Extrait du document =
• • •

Après avoir atteint 16.700 euros les 17 et 18 décembre, record historique, le Bitcoin était hier en léger repli à 16.100 euros. C’est le second repli du cours de cette monnaie virtuelle en un mois, après une chute autour du 8 décembre. Il valait alors 12.800 euros. Fin août sa valeur s’établissait à 3.300. Sa hausse en quatre mois atteint 390 %… et 1.800 % en un an. Et cela sans le moindre rapport avec la valeur produite par l’économie réelle. Une bombe financière. Le phénomène est étrange, les médias étalant complaisamment l’envolée du cours et nourrissant par là-même l’appétit spéculatif de petits investisseurs tentés par l’économie casino. Une addiction dont on sort toujours à ses dépens. C’est ce que soulignent un nombre croissant de voix, de Copenhague à Singapour, tandis que l’Union européenne s’apprête à pister le blanchiment d’argent via la « pyramide » Bitcoin – elle représente déjà 600 milliards de dollars – et que des voix s’élèvent pour dénoncer le coût énergétique de la gestion des monnaies virtuelles.
Lars Rohde : « Il ne faudra pas venir se plaindre si ça tourne mal »
Dernier en date et après son confrère français, le gouverneur de la banque centrale du Danemark a vivement mis en garde lundi contre les dangers de la monnaie virtuelle. « On devrait se tenir à l’écart du Bitcoin, c’est mortel » a prévenu Lars Rohde. « Ce n’est pas un marché régulé, il ne relève pas de la responsabilité des autorités », insiste-t-il avant de prévenir : « Il ne faudra pas venir se plaindre si ça tourne mal. »
Mais voilà : le monde virtuel dans lequel baigne toute une génération noyée dans internet, semble imperméable à toute raison – et à toute honnêteté. Il accouche d’une finance virtuelle aux aspects délirants, qui infecte la finance classique avec le récent lancement de contrats à terme en Bitcoins. Au risque qu’une explosion du Bitcoin ne contamine l’économie toute entière.
L’Union européenne va lister les propriétaires de Bitcoins
Dimanche, le ministre français des Finances a fait savoir que son pays proposerait au G20 de créer une régulation de la monnaie virtuelle l’année prochaine. Les Etats de l’Union européenne ont convenu la semaine dernière de règles plus strictes pour empêcher le blanchiment d’argent sale, en particulier issu de la gigantesque économie des drogues ou nourrissant le terrorisme. Ce contrôle, étrangement tardif, s’appuiera sur une base de données listant les propriétaires de Bitcoins.
Le Bitcoin, partiellement anonyme, est utilisé pour esquiver le fisc comme pour financer le crime. La réglementation avalisée vendredi par les ministres de l’UE exigera des plateformes d’échange qu’elles appliquent des règles strictes de collecte des identités et signalent toute activité suspecte. Cette décision prendra la forme d’un amendement à la quatrième directive sur le blanchiment d’argent et inclura « un registre central d’identités des utilisateurs et des adresse de comptes ».
On veut dissuader les Européens d’utiliser la monnaie fiduciaire mais le Bitcoin anonyme prospère !

• • •

Données sources =
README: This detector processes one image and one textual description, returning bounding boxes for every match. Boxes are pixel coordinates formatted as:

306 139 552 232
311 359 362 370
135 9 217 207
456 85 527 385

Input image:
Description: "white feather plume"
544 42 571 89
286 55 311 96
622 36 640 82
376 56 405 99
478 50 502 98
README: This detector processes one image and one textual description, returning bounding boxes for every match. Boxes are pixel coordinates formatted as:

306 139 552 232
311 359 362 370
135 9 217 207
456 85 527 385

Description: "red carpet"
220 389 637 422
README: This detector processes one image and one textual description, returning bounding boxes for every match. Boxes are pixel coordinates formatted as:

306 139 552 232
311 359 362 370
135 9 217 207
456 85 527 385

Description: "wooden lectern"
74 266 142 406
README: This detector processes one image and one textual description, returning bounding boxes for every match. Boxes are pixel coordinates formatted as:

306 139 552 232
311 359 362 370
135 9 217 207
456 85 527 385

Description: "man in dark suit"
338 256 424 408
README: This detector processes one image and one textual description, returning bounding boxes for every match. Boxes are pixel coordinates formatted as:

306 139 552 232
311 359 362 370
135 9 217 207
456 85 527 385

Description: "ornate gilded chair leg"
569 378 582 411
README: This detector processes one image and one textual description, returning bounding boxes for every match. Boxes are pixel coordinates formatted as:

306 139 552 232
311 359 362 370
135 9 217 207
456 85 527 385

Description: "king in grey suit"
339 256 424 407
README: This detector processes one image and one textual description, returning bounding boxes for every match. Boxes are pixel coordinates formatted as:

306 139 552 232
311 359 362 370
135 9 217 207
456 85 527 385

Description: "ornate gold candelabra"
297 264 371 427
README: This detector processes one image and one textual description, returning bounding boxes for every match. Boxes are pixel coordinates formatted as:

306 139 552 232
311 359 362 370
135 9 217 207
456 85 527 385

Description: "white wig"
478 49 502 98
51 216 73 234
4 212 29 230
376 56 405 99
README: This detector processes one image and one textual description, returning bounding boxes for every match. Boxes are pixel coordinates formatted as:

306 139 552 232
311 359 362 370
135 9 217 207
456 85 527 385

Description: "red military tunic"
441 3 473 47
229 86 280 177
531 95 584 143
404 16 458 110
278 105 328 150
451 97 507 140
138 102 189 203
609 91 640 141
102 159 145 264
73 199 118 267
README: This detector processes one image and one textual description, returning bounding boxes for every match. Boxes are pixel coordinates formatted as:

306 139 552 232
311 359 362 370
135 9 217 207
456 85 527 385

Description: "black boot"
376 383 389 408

• • •

Liste des consignes =
1. D'après l'article sur le Bitcoin, quel cours record le Bitcoin a-t-il atteint les 17 et 18 décembre ?
2. Résumez l'article sur le Bitcoin en deux phrases.
3. Reprenez l'article sur le Bitcoin à la suite de sa dernière phrase et poursuivez-le.

Réponses attendues =
1. 16.700 euros.

2. Après un record historique à 16.700 euros les 17 et 18 décembre, le Bitcoin, dont le cours a grimpé de 1.800 % en un an, fait l'objet de mises en garde de plus en plus nombreuses, dont celle du gouverneur de la banque centrale du Danemark, Lars Rohde. Les États de l'Union européenne ont convenu de règles plus strictes contre le blanchiment d'argent, appuyées sur un registre central des identités des utilisateurs, et la France proposera au G20 de réguler la monnaie virtuelle l'année prochaine.

3.
Alors que les autorités et l’industrie numérique tentent par tous les moyens de dissuader les Européens d’utiliser la monnaie fiduciaire, pièces et billets, trop anonyme pour un système rêvant d’imposer un contrôle permanent des échanges, le Bitcoin en est une caricature : ses détenteurs ne sont pas contraints de décliner leur véritable identité et peuvent se livrer à toutes les transactions frauduleuses, de la vente de drogue au marché noir en passant par le terrorisme, sans avoir à convoyer la moindre valise de billets. Et quand on sait que la valeur cumulée des Bitcoins au cours actuel atteint 600 milliards de dollars, on mesure les trafics que pourra révéler la nouvelle régulation européenne, si elle est effectivement appliquée.
Reste la question de fond sur la valeur intrinsèque de cette crypto-monnaie. Pour l’autorité monétaire de Singapour, référence dans le monde financier, le Bitcoin n’a tout simplement aucune valeur propre et devrait finir par s’effondrer dans le sang et les larmes dès que les spéculateurs prendront conscience qu’ils ne peuvent plus retirer leur argent.
« Le Bitcoin n’a aucune valeur intrinsèque » mais à 600 milliards de dollars, il peut se transformer en bombe financière bien réelle
Une sorte de « bank running » – quand les déposants veulent simultanément retirer leurs avoirs – à l’échelle planétaire. Responsable de la finance numérique à l’Autorité monétaire de Singapour (MAS), Sopnendu Mohanty explique : « Le Bitcoin n’a aucune valeur intrinsèque naturelle. Pouvez-vous acheter une maison avec ? Il vaut peut-être 18.000 dollars, mais ce que je veux savoir c’est comment on peut le convertir en monnaie fiduciaire. Le risque survient au moment de la conversion. »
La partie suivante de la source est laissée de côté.